> **PROBLEM TO SOLVE**
Given the entries that follow, write out exactly the lines starting at the one containing "393L960 457L966 581L930" and ending at the one containing "box: [726, 309, 888, 396]", both ends included, and only those.

-------- SUPPLIED DATA

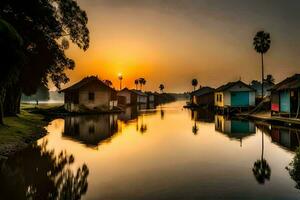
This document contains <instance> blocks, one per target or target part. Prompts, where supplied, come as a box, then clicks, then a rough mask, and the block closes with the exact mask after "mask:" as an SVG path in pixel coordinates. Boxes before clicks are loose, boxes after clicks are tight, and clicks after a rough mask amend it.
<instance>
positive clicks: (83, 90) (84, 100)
mask: <svg viewBox="0 0 300 200" xmlns="http://www.w3.org/2000/svg"><path fill="white" fill-rule="evenodd" d="M90 92H91V93H94V94H95V99H94V100H89V93H90ZM110 98H111V92H110V91H109V90H108V89H106V88H104V87H99V85H96V84H88V85H86V86H85V87H82V88H81V89H80V90H79V105H81V106H84V107H86V108H88V109H91V110H92V109H95V108H100V109H104V110H108V109H109V108H110Z"/></svg>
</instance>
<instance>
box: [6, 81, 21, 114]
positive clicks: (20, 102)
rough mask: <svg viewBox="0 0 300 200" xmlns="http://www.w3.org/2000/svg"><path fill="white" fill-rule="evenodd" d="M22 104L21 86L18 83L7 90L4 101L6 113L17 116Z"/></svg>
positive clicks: (6, 113) (18, 112) (7, 88)
mask: <svg viewBox="0 0 300 200" xmlns="http://www.w3.org/2000/svg"><path fill="white" fill-rule="evenodd" d="M20 104H21V88H20V87H18V85H13V86H11V87H9V88H7V90H6V96H5V101H4V115H5V116H16V115H17V114H20Z"/></svg>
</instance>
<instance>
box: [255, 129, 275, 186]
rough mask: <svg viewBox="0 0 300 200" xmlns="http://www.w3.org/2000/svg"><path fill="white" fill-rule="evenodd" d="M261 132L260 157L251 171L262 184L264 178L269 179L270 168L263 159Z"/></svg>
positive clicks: (263, 158) (262, 139) (264, 178)
mask: <svg viewBox="0 0 300 200" xmlns="http://www.w3.org/2000/svg"><path fill="white" fill-rule="evenodd" d="M261 134H262V148H261V158H260V159H258V160H257V161H255V163H254V165H253V168H252V172H253V175H254V177H255V179H256V180H257V182H258V183H259V184H264V183H265V181H266V180H270V177H271V168H270V166H269V164H268V162H267V161H266V160H265V159H264V132H263V131H261Z"/></svg>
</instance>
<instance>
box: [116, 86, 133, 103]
mask: <svg viewBox="0 0 300 200" xmlns="http://www.w3.org/2000/svg"><path fill="white" fill-rule="evenodd" d="M117 96H123V97H125V98H126V101H125V102H126V104H127V105H129V104H131V92H130V91H128V90H124V91H120V92H118V94H117Z"/></svg>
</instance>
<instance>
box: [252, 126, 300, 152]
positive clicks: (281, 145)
mask: <svg viewBox="0 0 300 200" xmlns="http://www.w3.org/2000/svg"><path fill="white" fill-rule="evenodd" d="M256 126H257V128H258V129H259V130H261V131H262V132H263V133H265V134H267V135H269V136H270V137H271V139H272V142H273V143H275V144H277V145H279V146H280V147H282V148H285V149H287V150H289V151H295V150H296V149H297V147H299V144H300V130H299V129H296V128H291V127H284V126H278V125H271V124H264V123H259V124H257V125H256Z"/></svg>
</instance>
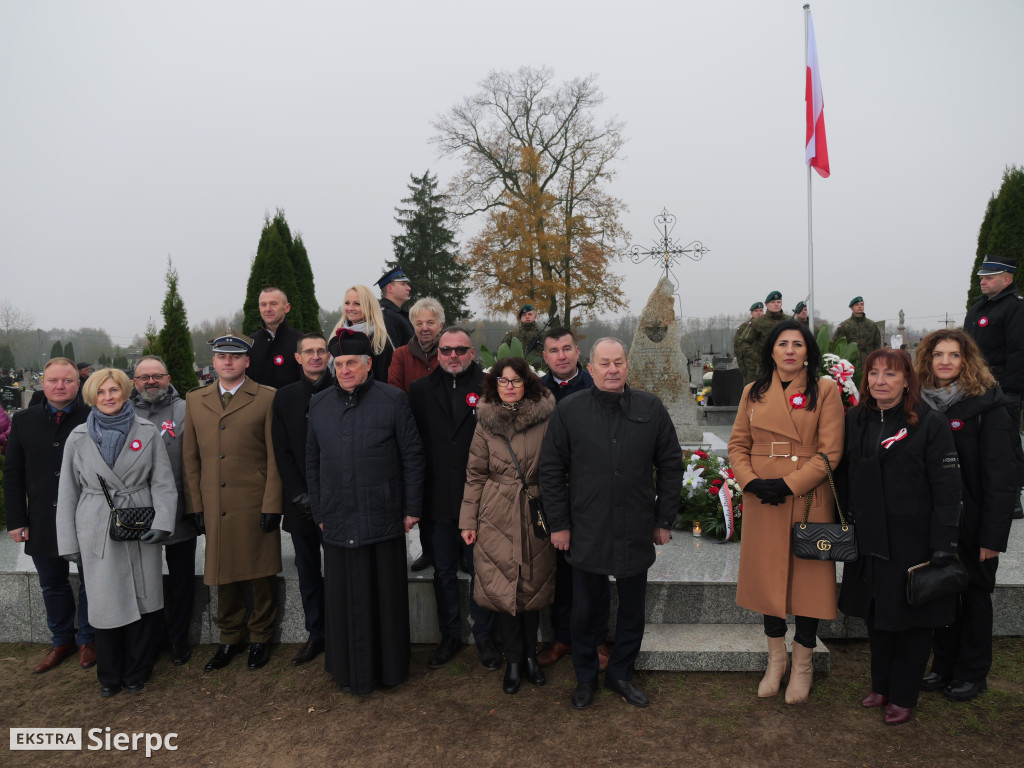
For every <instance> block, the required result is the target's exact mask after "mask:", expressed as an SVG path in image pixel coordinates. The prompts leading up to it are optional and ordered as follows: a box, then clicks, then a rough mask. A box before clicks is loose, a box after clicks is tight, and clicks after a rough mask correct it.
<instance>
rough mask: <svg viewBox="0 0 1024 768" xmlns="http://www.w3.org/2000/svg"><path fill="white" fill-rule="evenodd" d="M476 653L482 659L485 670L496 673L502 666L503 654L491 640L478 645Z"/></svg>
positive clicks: (480, 642)
mask: <svg viewBox="0 0 1024 768" xmlns="http://www.w3.org/2000/svg"><path fill="white" fill-rule="evenodd" d="M476 653H477V655H478V656H479V657H480V664H482V665H483V669H485V670H487V671H488V672H494V671H495V670H497V669H499V668H500V667H501V666H502V654H501V653H499V652H498V648H496V647H495V644H494V643H493V642H490V641H489V640H481V641H480V642H478V643H477V644H476Z"/></svg>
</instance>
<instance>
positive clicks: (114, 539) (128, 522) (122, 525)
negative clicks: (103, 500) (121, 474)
mask: <svg viewBox="0 0 1024 768" xmlns="http://www.w3.org/2000/svg"><path fill="white" fill-rule="evenodd" d="M96 477H98V478H99V487H101V488H102V489H103V496H104V497H106V506H109V507H110V508H111V524H110V530H111V539H113V540H114V541H115V542H137V541H138V540H139V539H140V538H141V536H142V534H144V532H145V531H147V530H148V529H150V528H151V526H152V525H153V519H154V518H155V517H156V516H157V510H155V509H154V508H153V507H122V508H120V509H118V508H117V507H115V506H114V501H113V500H112V499H111V492H110V490H109V489H108V487H106V482H105V481H104V480H103V478H102V477H99V475H96Z"/></svg>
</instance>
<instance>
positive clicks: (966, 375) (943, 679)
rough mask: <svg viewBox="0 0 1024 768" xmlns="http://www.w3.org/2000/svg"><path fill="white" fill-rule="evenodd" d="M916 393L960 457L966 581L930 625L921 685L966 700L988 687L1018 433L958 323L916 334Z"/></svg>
mask: <svg viewBox="0 0 1024 768" xmlns="http://www.w3.org/2000/svg"><path fill="white" fill-rule="evenodd" d="M914 368H915V369H916V373H918V377H919V378H920V379H921V385H922V390H921V397H922V399H923V400H924V401H925V402H927V403H928V404H929V406H931V407H932V408H933V409H935V410H936V411H937V412H939V413H940V414H943V415H944V416H945V418H946V419H948V421H949V427H950V429H951V430H952V433H953V442H955V443H956V453H957V454H958V455H959V466H961V477H962V478H963V499H964V518H963V520H962V521H961V532H959V555H961V559H962V560H963V561H964V565H965V566H967V571H968V574H969V577H970V580H971V581H970V584H969V586H968V588H967V591H966V592H964V593H962V594H961V595H959V596H958V601H957V610H956V621H955V623H954V624H952V625H951V626H949V627H943V628H942V629H938V630H936V631H935V638H934V639H933V641H932V651H933V653H934V654H935V657H934V659H933V660H932V671H931V672H930V673H929V674H928V675H925V678H924V680H923V681H922V683H921V688H922V690H926V691H936V690H941V691H942V692H943V693H945V695H946V697H947V698H950V699H952V700H953V701H970V700H971V699H972V698H974V697H975V696H977V695H978V694H979V693H981V692H982V691H983V690H985V688H986V687H987V686H986V684H985V678H986V676H987V675H988V671H989V669H990V668H991V666H992V596H991V593H992V590H993V589H994V588H995V569H996V568H997V567H998V565H999V560H998V557H999V552H1006V551H1007V539H1008V538H1009V537H1010V521H1011V513H1012V510H1013V507H1014V497H1015V496H1017V494H1018V493H1020V492H1019V489H1020V467H1019V466H1018V463H1017V461H1016V460H1015V456H1016V455H1017V452H1016V444H1015V443H1019V441H1020V435H1018V433H1017V429H1016V427H1015V425H1014V423H1013V419H1012V418H1011V416H1010V412H1009V411H1008V410H1007V404H1008V401H1007V398H1006V396H1005V395H1004V394H1002V390H1001V389H999V387H998V385H997V384H996V383H995V379H994V378H993V377H992V374H991V373H990V372H989V370H988V368H987V367H986V366H985V359H984V357H982V355H981V351H980V350H979V349H978V345H977V343H975V341H974V339H972V338H971V337H970V336H968V335H967V334H966V333H964V331H962V330H959V329H952V330H943V331H935V332H934V333H931V334H929V335H928V336H926V337H925V338H924V339H922V341H921V344H919V346H918V350H916V356H915V361H914Z"/></svg>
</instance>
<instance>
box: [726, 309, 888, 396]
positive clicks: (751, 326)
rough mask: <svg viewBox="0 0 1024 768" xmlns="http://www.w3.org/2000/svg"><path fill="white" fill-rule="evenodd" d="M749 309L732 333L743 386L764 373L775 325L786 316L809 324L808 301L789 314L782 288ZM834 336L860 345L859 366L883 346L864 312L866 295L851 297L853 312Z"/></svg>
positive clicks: (736, 359)
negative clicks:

----------------

> **TASK RESPONSE**
rough mask: <svg viewBox="0 0 1024 768" xmlns="http://www.w3.org/2000/svg"><path fill="white" fill-rule="evenodd" d="M916 393L960 457L966 581L930 625L921 685L966 700L988 687L1018 433L958 323L916 334Z"/></svg>
mask: <svg viewBox="0 0 1024 768" xmlns="http://www.w3.org/2000/svg"><path fill="white" fill-rule="evenodd" d="M914 368H915V369H916V373H918V377H919V378H920V379H921V385H922V390H921V397H922V399H923V400H924V401H925V402H927V403H928V404H929V406H931V407H932V408H933V409H935V410H936V411H937V412H939V413H940V414H943V415H944V416H945V418H946V419H948V421H949V427H950V429H951V430H952V433H953V442H955V443H956V453H957V454H958V455H959V466H961V477H962V478H963V499H964V518H963V520H962V521H961V532H959V555H961V559H962V560H963V561H964V565H965V566H967V571H968V574H969V577H970V580H971V581H970V584H969V586H968V588H967V591H966V592H964V593H962V594H961V595H959V596H958V601H957V610H956V621H955V623H954V624H952V625H951V626H949V627H943V628H942V629H938V630H936V631H935V638H934V639H933V641H932V651H933V653H934V654H935V657H934V659H933V660H932V671H931V672H930V673H929V674H928V675H925V678H924V680H923V681H922V683H921V688H922V690H926V691H936V690H941V691H942V692H943V693H945V695H946V697H947V698H950V699H952V700H953V701H970V700H971V699H972V698H974V697H975V696H977V695H978V694H979V693H981V692H982V691H983V690H985V688H986V687H987V686H986V684H985V678H986V676H987V675H988V671H989V669H990V668H991V666H992V596H991V593H992V590H993V589H994V588H995V569H996V568H997V567H998V565H999V560H998V557H999V552H1006V551H1007V539H1008V538H1009V537H1010V521H1011V513H1012V510H1013V507H1014V497H1015V496H1017V494H1018V493H1020V492H1019V489H1020V467H1019V466H1018V463H1017V461H1016V460H1015V456H1016V455H1017V452H1016V444H1015V443H1019V441H1020V435H1018V433H1017V429H1016V427H1015V425H1014V423H1013V419H1012V418H1011V416H1010V412H1009V411H1008V410H1007V404H1008V401H1007V398H1006V396H1005V395H1004V394H1002V390H1001V389H999V387H998V385H997V384H996V383H995V379H994V378H993V377H992V374H991V373H990V372H989V370H988V368H987V367H986V366H985V359H984V357H982V355H981V351H980V350H979V349H978V345H977V343H975V341H974V339H972V338H971V337H970V336H968V335H967V334H966V333H964V331H962V330H959V329H952V330H943V331H935V332H934V333H931V334H929V335H928V336H926V337H925V338H924V339H922V341H921V344H919V346H918V350H916V356H915V361H914Z"/></svg>
</instance>
<instance>
box: [726, 309, 888, 396]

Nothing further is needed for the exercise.